[Entries from a point labeling set]
------------------------------------------------------------------------
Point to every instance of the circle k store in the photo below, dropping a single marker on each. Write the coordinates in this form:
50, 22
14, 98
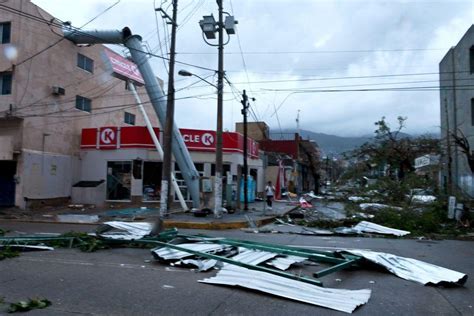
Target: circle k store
121, 164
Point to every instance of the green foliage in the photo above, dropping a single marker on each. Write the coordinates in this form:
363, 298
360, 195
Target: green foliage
6, 252
24, 306
395, 150
86, 242
432, 219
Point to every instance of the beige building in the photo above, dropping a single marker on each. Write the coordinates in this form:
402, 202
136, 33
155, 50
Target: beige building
51, 90
71, 132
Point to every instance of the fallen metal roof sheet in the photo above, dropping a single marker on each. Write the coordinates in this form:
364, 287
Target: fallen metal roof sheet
253, 257
27, 247
412, 269
166, 253
283, 263
368, 227
124, 230
337, 299
202, 265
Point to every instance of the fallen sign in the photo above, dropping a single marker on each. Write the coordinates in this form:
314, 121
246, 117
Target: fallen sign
412, 269
342, 300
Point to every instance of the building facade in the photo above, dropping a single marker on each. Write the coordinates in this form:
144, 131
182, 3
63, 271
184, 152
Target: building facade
56, 98
457, 116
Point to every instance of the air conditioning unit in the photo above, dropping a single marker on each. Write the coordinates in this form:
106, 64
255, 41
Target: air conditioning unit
57, 90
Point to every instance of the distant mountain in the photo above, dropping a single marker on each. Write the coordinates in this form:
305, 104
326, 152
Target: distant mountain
329, 144
336, 145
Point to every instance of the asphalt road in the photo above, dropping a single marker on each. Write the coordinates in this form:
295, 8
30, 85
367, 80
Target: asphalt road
125, 282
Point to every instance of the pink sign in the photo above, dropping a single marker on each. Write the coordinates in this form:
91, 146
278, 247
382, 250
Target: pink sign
123, 68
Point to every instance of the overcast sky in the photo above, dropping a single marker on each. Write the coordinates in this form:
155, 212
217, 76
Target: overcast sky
296, 45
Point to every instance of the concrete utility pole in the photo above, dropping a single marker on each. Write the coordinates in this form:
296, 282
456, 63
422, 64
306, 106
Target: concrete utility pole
245, 106
220, 101
209, 27
165, 198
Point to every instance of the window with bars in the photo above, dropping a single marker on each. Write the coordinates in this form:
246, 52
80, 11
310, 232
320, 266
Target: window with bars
5, 30
85, 63
6, 82
83, 104
129, 118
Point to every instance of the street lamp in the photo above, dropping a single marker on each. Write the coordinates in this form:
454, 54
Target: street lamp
209, 27
186, 73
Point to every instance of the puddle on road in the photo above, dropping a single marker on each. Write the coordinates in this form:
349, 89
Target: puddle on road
77, 218
331, 210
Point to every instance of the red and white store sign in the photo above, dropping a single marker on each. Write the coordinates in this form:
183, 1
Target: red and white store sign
122, 67
138, 137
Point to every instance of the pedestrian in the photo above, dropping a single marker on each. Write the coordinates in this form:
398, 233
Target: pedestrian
269, 192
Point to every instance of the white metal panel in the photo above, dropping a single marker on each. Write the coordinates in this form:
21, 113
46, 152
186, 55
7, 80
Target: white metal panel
337, 299
412, 269
283, 263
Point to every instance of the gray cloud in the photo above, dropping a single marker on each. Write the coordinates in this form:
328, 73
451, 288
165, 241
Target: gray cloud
374, 27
------------------------------------------------------------------------
▸ **WHAT THE EXERCISE ASKS**: Write out every one of the entries above word for word, omitting the pictures.

▸ **WRITTEN ANSWER**:
Point to every instance of the circle k store in the photo below, dropping a single marker on each. Write the coordinates in this form:
50, 22
14, 98
Target: circle k store
121, 164
Point to every instance of the green foliage in the photo above, dropping a single marker on each. Write the coordinates in this form:
363, 298
360, 195
Target: green foliage
6, 252
24, 306
395, 150
86, 242
432, 219
Point to every instance of the beige building in the photo above, dropping a single marker on each. Write the coordinates in this form:
402, 202
136, 33
155, 50
Target: beige building
51, 90
71, 132
Point to every instance of the fallen metal roof sheet in the photo above, dropping a single marker on each. Write the coordinates in this form:
364, 287
Target: fallen metal roof sheet
253, 257
27, 247
412, 269
166, 253
283, 263
368, 227
124, 230
337, 299
202, 265
Point to every instance of the fallen sign in the photo above, dropping a single marker on each. Write the coordinates in this form:
314, 121
246, 117
Target: fallen sign
412, 269
342, 300
Point to every instance of the building facade in the photo above, dropping a single marker on each. Write the coordinates in this form:
144, 131
182, 3
63, 271
184, 152
Target: building facade
56, 98
457, 116
Point to every instance of the air conditioning unit in the photo above, dropping a single marker on each. Write the coordinates in this form:
106, 64
255, 41
Target: air conditioning unit
57, 90
Point to every instance of the distant mountain in the photo above, dropping a single marker on each. Write the coordinates in this form:
305, 104
326, 152
Target: distant mountain
329, 144
336, 145
Point to every instance of the asphalt road in the photo above, dropping a single marker on each. Write the coordinates in this form:
295, 8
30, 85
367, 80
Target: asphalt road
125, 282
Point to every instance of the pink sign in the photo above, dropping a single marker on each. Write the coordinates in this form:
91, 146
278, 247
382, 250
Target: pink sign
123, 68
Point to every instance of the overcast sky in the photo above, dropping a single marker on each. Write the coordinates in this form:
155, 212
217, 76
Target: overcast sky
296, 45
Point to every instance of the concrete utility pole in the photo above, dropping a single marker on each. Write the coordinates in this form:
296, 282
456, 63
422, 64
306, 106
Target: concrete utility pole
245, 106
220, 101
209, 27
165, 198
Point to every instance of the window with bars in the photo above, dropping a single marker on each. Write the coordinates in this form:
246, 52
80, 11
310, 232
320, 266
Target: window with bars
5, 30
85, 63
6, 82
83, 104
129, 118
Point to every instance of the street lamp in the photo above, dropping a single marker on each. Write the coordinates in this form:
454, 54
Target: street lamp
209, 27
186, 73
Point to every instance of the puddle on road in the photo above, dropping a single marker on each. Write the coordinates in this form:
349, 89
Target: puddle on road
77, 218
331, 210
Point to every instance of the red and white store sign in the photo above, dropping a single marker on each. Write the coordinates in this form:
183, 1
Target: red and white store sign
122, 67
138, 137
Point to every instance of the pedestrian in the photo above, dropping a single marker on each. Write the coordinates in this form:
398, 233
Target: pedestrian
269, 192
Point to every instance of the white metal panel in the photo above, dropping a single marker on each. Write the coordinates in this form:
21, 113
46, 152
186, 55
7, 80
Target: white metal panel
337, 299
412, 269
283, 263
Point to every instance of the gray cloud in the photo above, dropping a single marker on each. Write the coordinates in this form:
328, 73
451, 288
165, 241
Target: gray cloud
374, 27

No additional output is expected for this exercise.